──────── Texto apresentado

Mensaleiros no tribunal.

Publiquei hoje n'O Globo:


Mensaleiros no tribunal


Se o Brasil fosse sério, Lula teria sido processado por pressionar o STF



Depois de longa espera, finalmente o Supremo Tribunal Federal vai julgar o processo do Mensalão. A demora é só mais uma demonstração de quão ineficiente é o Judiciário. A lentidão é a maior característica do poder que devia ser célere, eficiente e, principalmente, justo. E não é por falta de recursos. Não. Basta observar as folhas de pagamento que, com muita dificuldade e depois de muita pressão do Conselho Nacional de Justiça, estão sendo divulgadas.
Os poderes Executivo e Legislativo estão maculados pela corrupção até a medula. Não há dia sem que apareça uma denúncia sobre o desvio de recursos públicos ou ao favorecimento de interesses privados. Os olhos do cidadão acabam, em um movimento natural, se dirigindo para o Judiciário. É um gesto de desespero e de impotência. Porém....
Não há otimismo que consiga reverter este quadro, ao menos à curto prazo. Vivemos um dos momentos mais difíceis da história republicana. Daí a enorme responsabilidade do STF no julgamento do Mensalão. Em 2005 fomos bombardeados por reportagens e entrevistas sobre o caso. O mais triste para os valores republicanos foram as sessões da CPMI dos Correios. Muitos depoimentos foram transmitidos ao vivo. Foi estarrecedor ouvir depoentes que tratavam de desvios de recursos públicos, de pagamento de campanhas eleitorais (como a presidencial de 2002) e da compra de apoio político no Congresso, com enorme tranquilidade, como se toda aquela podridão fizesse parte do jogo político em qualquer democracia. E quem agisse de forma distinta não passaria de um ingênuo. Em resumo, a ideia propagada pelos depoentes era de que política sempre foi assim.
Contudo, no decorrer dos trabalhos da CPMI, o clamor da opinião pública foi crescendo. A crise política se instalou. Alguns parlamentares do PT, envergonhados com a revelação do esquema de corrupção, saíram do partido. O presidente Lula foi à televisão e pediu, em rede nacional, desculpas pela ação dos dirigentes partidários. Disse desconhecer que, nas ante-salas do Palácio do Planalto, tinha sido planejado o que ficou conhecido como Mensalão. Falou até que tinha sido traído. Não disse por quem e nem como.
O relatório final da CPMI pedindo o indiciamento dos responsáveis foi encaminhado à Procuradoria Geral da República. A aprovação foi comemorada. Em sinal de triunfo, o relator foi carregado pelos colegas. Para a oposição, o presidente Lula estava nas cordas, à beira de um nocaute. Caberia, disse, na época, um dos seus líderes, levá-lo sangrando até o ano seguinte para, então, vencê-lo facilmente nas urnas. Abrir um processo para apurar o crime de responsabilidade colocaria em risco o país. Estranha argumentação mas serviu para justificar a inépcia oposicionista, a falta de brio republicano e uma irresponsabilidade que só a história poderá avaliar.

────────────────
──────── Linhas

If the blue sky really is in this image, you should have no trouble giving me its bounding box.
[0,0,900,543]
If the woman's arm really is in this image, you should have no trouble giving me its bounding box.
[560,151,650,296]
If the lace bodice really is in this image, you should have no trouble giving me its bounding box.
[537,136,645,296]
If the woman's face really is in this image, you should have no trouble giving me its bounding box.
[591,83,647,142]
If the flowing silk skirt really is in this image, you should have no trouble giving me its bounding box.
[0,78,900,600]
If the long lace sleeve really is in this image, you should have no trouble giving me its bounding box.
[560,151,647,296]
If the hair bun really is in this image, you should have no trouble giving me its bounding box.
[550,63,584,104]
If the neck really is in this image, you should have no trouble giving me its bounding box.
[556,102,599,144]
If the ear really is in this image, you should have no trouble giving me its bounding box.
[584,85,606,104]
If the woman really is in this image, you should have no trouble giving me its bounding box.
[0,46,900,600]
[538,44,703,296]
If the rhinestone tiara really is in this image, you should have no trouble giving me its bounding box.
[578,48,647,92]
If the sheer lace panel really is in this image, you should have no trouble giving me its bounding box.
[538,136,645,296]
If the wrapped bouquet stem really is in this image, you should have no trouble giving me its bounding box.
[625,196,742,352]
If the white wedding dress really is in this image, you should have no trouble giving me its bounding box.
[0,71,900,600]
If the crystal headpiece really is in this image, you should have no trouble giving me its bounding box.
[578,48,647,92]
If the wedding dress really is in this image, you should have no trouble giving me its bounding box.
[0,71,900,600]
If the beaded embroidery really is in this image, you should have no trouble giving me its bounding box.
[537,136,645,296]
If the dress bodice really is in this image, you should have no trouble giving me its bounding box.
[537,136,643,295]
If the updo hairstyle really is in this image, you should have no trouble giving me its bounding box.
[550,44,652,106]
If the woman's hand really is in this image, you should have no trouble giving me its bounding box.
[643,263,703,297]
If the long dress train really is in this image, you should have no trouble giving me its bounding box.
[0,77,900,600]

────────────────

### Objetivos:
- A) No texto apresentado, o que o presidente Lula pediu em rede nacional de televisão?
- B) Extraia do texto apresentado, sem nenhuma alteração, o trecho entre "Os poderes Executivo" e "de impotência. Porém....", inclusive.

### Soluções das tarefas:
- A) Pediu desculpas pela ação dos dirigentes partidários.

- B)
Os poderes Executivo e Legislativo estão maculados pela corrupção até a medula. Não há dia sem que apareça uma denúncia sobre o desvio de recursos públicos ou ao favorecimento de interesses privados. Os olhos do cidadão acabam, em um movimento natural, se dirigindo para o Judiciário. É um gesto de desespero e de impotência. Porém....